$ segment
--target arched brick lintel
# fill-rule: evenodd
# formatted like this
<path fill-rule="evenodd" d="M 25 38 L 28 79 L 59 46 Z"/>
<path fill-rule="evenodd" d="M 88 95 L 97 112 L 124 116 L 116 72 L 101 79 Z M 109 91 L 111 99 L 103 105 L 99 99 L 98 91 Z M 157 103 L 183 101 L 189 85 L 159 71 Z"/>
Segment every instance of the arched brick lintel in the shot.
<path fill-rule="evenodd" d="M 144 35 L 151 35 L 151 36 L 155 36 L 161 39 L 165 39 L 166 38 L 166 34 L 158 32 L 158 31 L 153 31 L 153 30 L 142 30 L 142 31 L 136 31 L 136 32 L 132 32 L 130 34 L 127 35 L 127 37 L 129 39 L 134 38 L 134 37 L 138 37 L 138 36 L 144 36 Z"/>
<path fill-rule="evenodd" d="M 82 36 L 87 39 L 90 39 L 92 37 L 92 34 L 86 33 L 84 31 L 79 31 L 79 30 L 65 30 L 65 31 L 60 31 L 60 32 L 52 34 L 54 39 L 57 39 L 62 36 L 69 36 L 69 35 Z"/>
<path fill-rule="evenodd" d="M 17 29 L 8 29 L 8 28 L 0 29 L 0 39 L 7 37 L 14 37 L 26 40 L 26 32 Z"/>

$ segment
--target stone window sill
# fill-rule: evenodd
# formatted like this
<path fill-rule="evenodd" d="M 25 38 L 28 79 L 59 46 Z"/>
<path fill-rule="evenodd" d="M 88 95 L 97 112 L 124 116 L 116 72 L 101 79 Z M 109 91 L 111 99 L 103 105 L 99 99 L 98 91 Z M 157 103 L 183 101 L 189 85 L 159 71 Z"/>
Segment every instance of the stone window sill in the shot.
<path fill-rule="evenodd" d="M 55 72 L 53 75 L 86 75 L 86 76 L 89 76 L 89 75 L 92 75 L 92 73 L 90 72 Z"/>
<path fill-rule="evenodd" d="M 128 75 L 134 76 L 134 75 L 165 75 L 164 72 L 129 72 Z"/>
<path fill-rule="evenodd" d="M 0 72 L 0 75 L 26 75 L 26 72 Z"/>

=======

◆ What the task requires ◆
Copy each entry exactly, leaving every line as it is.

◆ Solution ◆
$ segment
--target arched brick lintel
# fill-rule: evenodd
# formatted like this
<path fill-rule="evenodd" d="M 25 38 L 28 79 L 59 46 Z"/>
<path fill-rule="evenodd" d="M 88 95 L 97 112 L 124 116 L 116 72 L 101 79 Z M 109 91 L 111 99 L 103 105 L 99 99 L 98 91 Z M 157 103 L 183 101 L 189 85 L 159 71 Z"/>
Segment every instance of the arched brick lintel in the shot.
<path fill-rule="evenodd" d="M 144 35 L 151 35 L 151 36 L 155 36 L 161 39 L 165 39 L 166 38 L 166 34 L 158 32 L 158 31 L 153 31 L 153 30 L 142 30 L 142 31 L 136 31 L 136 32 L 132 32 L 130 34 L 127 35 L 127 37 L 129 39 L 134 38 L 134 37 L 138 37 L 138 36 L 144 36 Z"/>
<path fill-rule="evenodd" d="M 82 36 L 87 39 L 90 39 L 92 37 L 92 34 L 86 33 L 84 31 L 79 31 L 79 30 L 65 30 L 65 31 L 60 31 L 60 32 L 52 34 L 54 39 L 57 39 L 62 36 L 69 36 L 69 35 Z"/>
<path fill-rule="evenodd" d="M 17 29 L 8 29 L 8 28 L 0 29 L 0 39 L 7 37 L 14 37 L 26 40 L 26 32 Z"/>

$ segment
--target stone window sill
# fill-rule: evenodd
# formatted like this
<path fill-rule="evenodd" d="M 25 38 L 28 79 L 59 46 Z"/>
<path fill-rule="evenodd" d="M 88 95 L 97 112 L 124 116 L 116 72 L 101 79 Z M 109 91 L 111 99 L 103 105 L 99 99 L 98 91 Z M 157 103 L 183 101 L 189 85 L 159 71 Z"/>
Segment every instance of the stone window sill in the shot.
<path fill-rule="evenodd" d="M 55 72 L 53 75 L 86 75 L 86 76 L 89 76 L 89 75 L 92 75 L 92 73 L 90 72 Z"/>
<path fill-rule="evenodd" d="M 128 75 L 134 76 L 134 75 L 165 75 L 164 72 L 129 72 Z"/>
<path fill-rule="evenodd" d="M 0 72 L 0 75 L 26 75 L 26 72 Z"/>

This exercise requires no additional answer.